WHAT IS EXPECTED »
Pick out and copy each line of the material below that contains the string "player". Case counts, so treat uppercase and lowercase letters as different.

DATASET ROWS »

>> START

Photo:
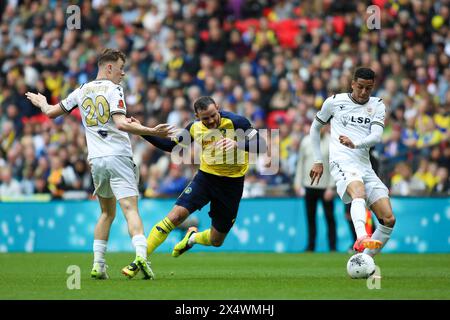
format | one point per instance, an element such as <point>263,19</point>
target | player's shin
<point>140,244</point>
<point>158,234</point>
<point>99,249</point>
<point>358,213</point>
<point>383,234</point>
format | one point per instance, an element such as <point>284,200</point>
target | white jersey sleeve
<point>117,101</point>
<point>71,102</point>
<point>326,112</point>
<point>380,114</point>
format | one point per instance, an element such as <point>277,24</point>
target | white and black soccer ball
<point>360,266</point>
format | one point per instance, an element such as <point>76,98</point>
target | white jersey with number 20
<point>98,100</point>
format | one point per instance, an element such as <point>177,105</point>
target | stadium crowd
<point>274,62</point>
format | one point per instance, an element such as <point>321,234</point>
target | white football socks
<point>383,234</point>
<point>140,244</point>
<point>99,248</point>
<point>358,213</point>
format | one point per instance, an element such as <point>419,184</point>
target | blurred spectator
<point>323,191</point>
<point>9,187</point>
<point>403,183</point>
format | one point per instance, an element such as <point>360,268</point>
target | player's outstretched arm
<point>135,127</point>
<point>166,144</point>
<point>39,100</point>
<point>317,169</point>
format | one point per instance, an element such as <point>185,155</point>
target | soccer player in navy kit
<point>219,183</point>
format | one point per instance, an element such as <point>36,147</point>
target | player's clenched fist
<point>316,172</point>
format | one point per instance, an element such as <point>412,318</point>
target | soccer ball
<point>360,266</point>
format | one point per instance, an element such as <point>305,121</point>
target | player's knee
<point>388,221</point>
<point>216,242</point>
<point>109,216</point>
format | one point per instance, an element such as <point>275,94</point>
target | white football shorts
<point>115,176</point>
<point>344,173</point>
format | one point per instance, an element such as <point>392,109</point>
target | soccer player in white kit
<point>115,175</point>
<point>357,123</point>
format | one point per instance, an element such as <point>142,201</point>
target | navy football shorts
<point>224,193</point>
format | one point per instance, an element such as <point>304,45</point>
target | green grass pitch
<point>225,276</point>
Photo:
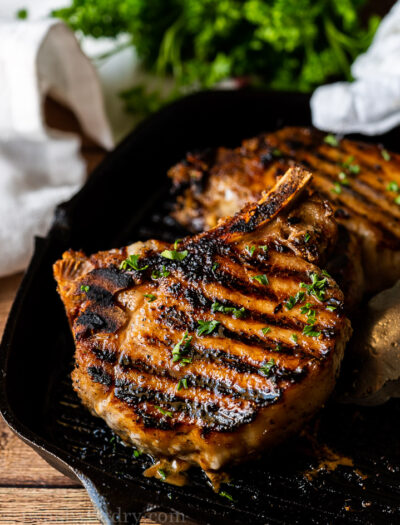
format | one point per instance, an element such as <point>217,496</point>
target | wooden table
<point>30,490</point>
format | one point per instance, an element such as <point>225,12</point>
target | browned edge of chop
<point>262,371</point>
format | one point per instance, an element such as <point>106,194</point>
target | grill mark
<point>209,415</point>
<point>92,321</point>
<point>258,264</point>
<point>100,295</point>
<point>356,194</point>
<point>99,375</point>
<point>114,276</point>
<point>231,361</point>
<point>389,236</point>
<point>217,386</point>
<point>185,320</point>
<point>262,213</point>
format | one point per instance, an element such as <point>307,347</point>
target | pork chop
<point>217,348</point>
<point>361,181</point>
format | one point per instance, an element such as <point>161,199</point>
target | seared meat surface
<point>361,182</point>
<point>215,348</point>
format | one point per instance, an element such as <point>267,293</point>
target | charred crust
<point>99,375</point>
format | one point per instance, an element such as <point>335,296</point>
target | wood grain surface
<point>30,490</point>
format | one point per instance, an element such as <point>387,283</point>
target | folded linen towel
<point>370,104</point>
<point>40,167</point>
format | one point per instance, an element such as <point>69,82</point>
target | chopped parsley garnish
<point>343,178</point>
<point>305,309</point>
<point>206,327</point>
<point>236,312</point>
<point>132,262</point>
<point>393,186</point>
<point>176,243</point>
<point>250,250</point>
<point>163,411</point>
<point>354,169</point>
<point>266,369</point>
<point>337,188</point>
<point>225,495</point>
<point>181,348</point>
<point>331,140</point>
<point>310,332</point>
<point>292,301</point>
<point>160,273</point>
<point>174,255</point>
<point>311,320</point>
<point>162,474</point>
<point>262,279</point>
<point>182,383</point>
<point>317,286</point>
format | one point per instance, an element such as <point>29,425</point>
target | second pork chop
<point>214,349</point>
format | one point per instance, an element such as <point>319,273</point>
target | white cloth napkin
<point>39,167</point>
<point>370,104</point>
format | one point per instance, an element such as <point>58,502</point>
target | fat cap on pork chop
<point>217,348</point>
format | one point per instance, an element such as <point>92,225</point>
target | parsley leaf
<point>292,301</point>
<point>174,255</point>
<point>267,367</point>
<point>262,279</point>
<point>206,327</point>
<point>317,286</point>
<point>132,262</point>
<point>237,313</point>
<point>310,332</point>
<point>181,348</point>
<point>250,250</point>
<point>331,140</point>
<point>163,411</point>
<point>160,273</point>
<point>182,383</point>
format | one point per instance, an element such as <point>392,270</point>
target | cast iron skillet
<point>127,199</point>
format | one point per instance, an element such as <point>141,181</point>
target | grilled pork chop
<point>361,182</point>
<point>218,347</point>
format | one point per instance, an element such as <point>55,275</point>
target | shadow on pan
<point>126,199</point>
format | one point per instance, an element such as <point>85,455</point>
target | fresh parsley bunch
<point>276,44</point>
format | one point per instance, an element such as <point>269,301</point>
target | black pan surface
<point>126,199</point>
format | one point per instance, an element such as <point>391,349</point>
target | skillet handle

>> END
>> START

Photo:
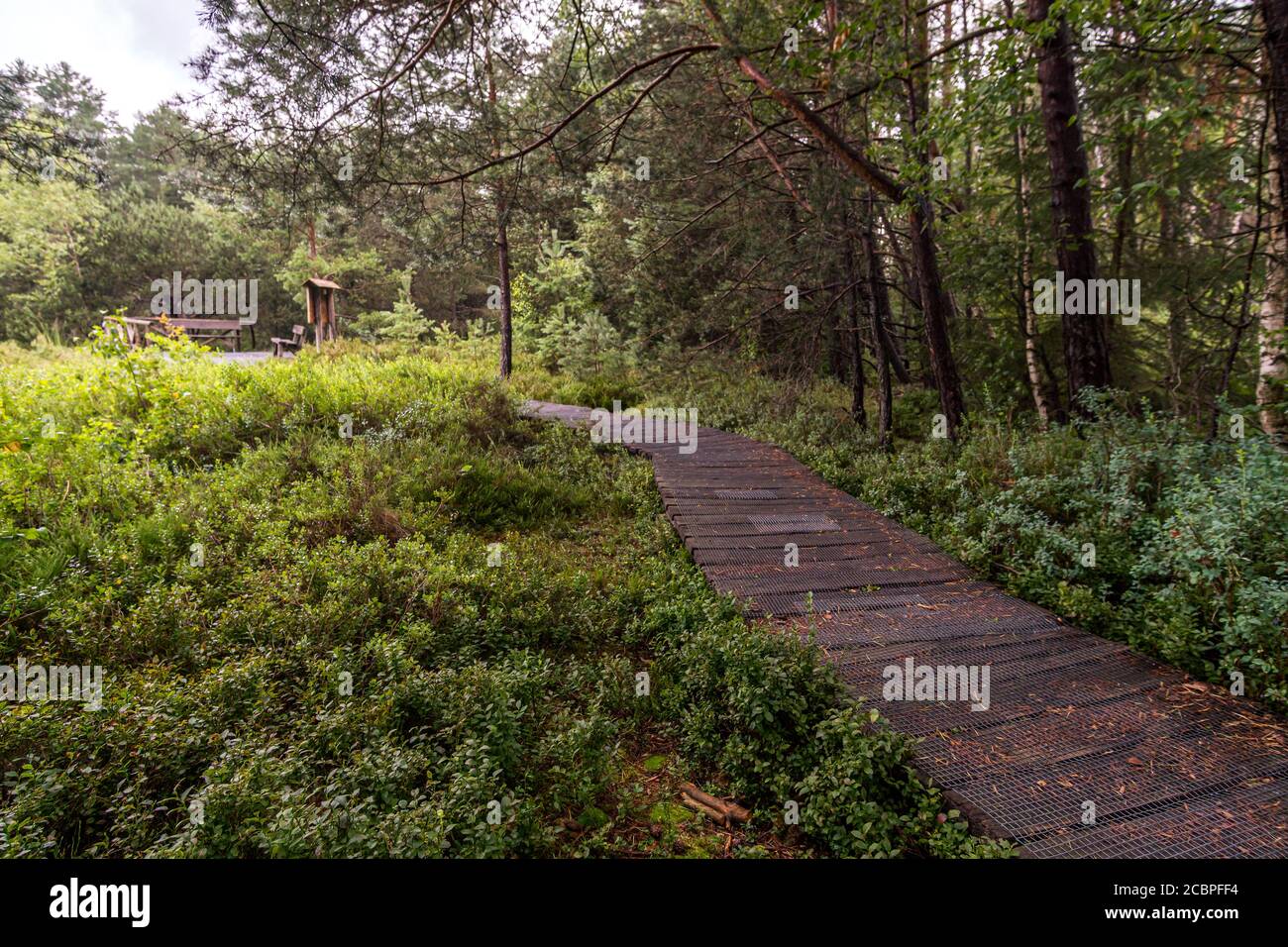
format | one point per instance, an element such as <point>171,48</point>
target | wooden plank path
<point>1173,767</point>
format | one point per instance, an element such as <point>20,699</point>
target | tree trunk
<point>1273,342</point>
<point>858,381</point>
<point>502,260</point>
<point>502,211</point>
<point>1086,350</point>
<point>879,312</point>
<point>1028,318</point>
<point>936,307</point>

>> END
>> START

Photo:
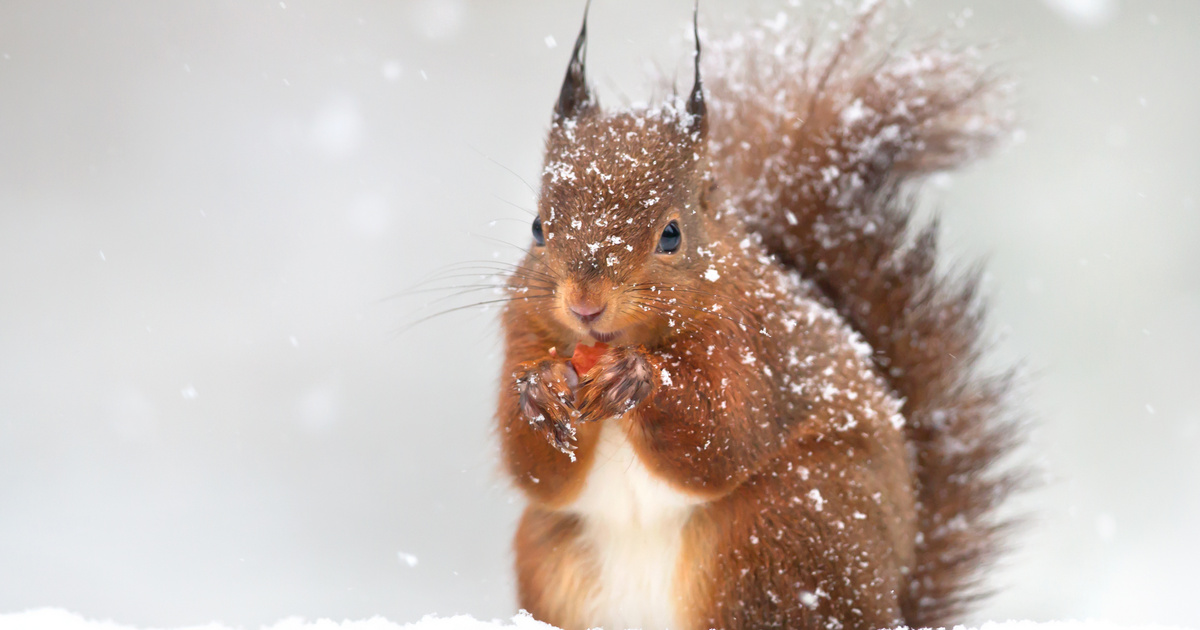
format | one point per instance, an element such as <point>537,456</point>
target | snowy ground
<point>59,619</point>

>> END

OUTPUT OF THE EXERCISE »
target | player's shin
target | player's outstretched arm
target | soccer player in navy kit
target | player's clenched fist
target | player's knee
target | soccer player in white kit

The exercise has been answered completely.